- Problem a -
Return the gallery news text below word for word, in full.

— Start Document text —

In addition to reflecting his nomadic, transnational lifestyle, the precisely painted birds also “emphasize the biodiversity of Colombia,” he says. Ortiz places his birds in explosions of paint and intense color, conjuring the tropical environment and “extremes” Ortiz sees in Colombia’s climate, geography, economics, and culture. In Oystercatcher, black and white birds fly out from the center, hovering over a splash of beige paint and a cluster of oysters. Ortiz forges a tension between the grounding, immersive blue of the canvas and the spontaneous action.
This is the artist’s first solo show on the Outer Cape and his second year spending the off season here. “It’s a way to establish my roots on the Cape,” says Ortiz, who is planning for the exhibition to be immersive, with plants, projections of his public projects, and music. Pretty soon, he will take flight, heading back to Colombia for the summer. — Abraham Storer
Photography Out in the Open
The Provincetown Commons continues its bi-annual tradition of hosting an open-call show. But this time, there’s a twist. “We had a lot of interest last year in people wanting to exhibit photography,” says Executive Director Jill Stauffer. “Since we had such a demand, we devoted one show to photography.” The show runs through May 1 at 16 Bradford St., with an opening on Saturday, April 23 from 5 to 7 p.m.

— End Document text —

- Problem b -
Select every line in the entries below that contains the string "wooden" and copy those lines. Case counts.

— Start Dataset content —

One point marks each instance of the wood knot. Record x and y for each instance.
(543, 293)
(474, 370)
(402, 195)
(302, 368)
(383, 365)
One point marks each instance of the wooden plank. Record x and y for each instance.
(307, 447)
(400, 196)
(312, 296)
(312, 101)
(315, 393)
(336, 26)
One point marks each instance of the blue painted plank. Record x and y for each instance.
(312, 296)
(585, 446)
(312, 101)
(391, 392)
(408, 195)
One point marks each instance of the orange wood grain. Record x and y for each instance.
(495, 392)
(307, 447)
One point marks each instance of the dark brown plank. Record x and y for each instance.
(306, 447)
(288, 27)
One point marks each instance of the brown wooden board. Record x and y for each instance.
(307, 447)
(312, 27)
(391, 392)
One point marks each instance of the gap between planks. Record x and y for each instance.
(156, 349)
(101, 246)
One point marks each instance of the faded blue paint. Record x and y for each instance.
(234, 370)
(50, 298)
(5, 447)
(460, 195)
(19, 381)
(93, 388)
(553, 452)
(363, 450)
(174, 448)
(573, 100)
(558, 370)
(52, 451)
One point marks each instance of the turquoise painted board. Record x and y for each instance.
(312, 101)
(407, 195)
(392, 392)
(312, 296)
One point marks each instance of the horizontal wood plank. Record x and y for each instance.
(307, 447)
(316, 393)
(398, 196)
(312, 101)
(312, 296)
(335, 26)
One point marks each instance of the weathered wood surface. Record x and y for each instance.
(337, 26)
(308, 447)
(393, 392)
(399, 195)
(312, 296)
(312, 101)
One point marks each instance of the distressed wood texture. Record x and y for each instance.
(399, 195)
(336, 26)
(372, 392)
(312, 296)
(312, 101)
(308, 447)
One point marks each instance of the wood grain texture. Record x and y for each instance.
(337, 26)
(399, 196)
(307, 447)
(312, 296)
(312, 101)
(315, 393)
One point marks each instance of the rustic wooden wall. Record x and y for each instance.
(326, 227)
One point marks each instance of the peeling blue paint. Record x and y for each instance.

— End Dataset content —
— Start Dataset content —

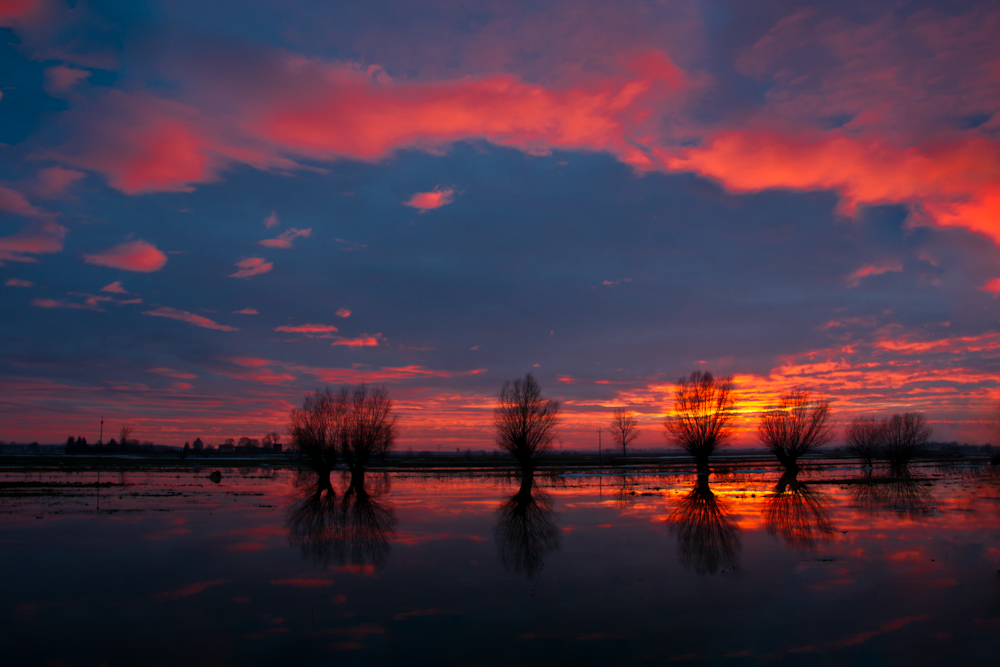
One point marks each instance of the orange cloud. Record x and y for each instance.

— End Dataset content —
— Start Dataset content —

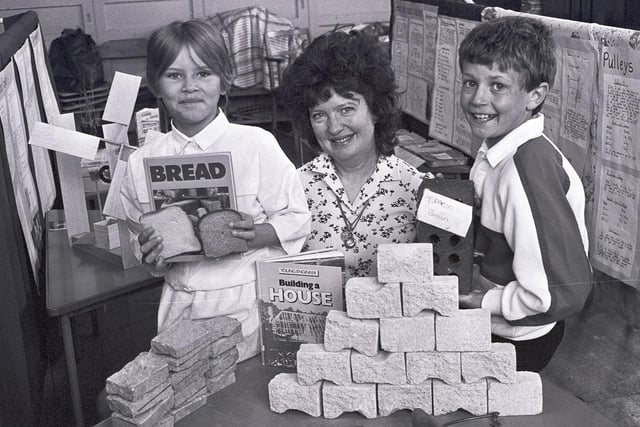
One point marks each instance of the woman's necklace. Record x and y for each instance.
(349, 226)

— End Dataset content —

- Task response a -
In addition to reflecting his nomadic, transnational lifestyle, the precisely painted birds also “emphasize the biodiversity of Colombia,” he says. Ortiz places his birds in explosions of paint and intense color, conjuring the tropical environment and “extremes” Ortiz sees in Colombia’s climate, geography, economics, and culture. In Oystercatcher, black and white birds fly out from the center, hovering over a splash of beige paint and a cluster of oysters. Ortiz forges a tension between the grounding, immersive blue of the canvas and the spontaneous action.
This is the artist’s first solo show on the Outer Cape and his second year spending the off season here. “It’s a way to establish my roots on the Cape,” says Ortiz, who is planning for the exhibition to be immersive, with plants, projections of his public projects, and music. Pretty soon, he will take flight, heading back to Colombia for the summer. — Abraham Storer
Photography Out in the Open
The Provincetown Commons continues its bi-annual tradition of hosting an open-call show. But this time, there’s a twist. “We had a lot of interest last year in people wanting to exhibit photography,” says Executive Director Jill Stauffer. “Since we had such a demand, we devoted one show to photography.” The show runs through May 1 at 16 Bradford St., with an opening on Saturday, April 23 from 5 to 7 p.m.

- Task response b -
One point marks each instance of the wooden plank. Record x and y for each instance.
One point marks each instance of the brown wooden board. Record x and y for each instance.
One point marks each instance of the rustic wooden wall. Record x and y for each instance.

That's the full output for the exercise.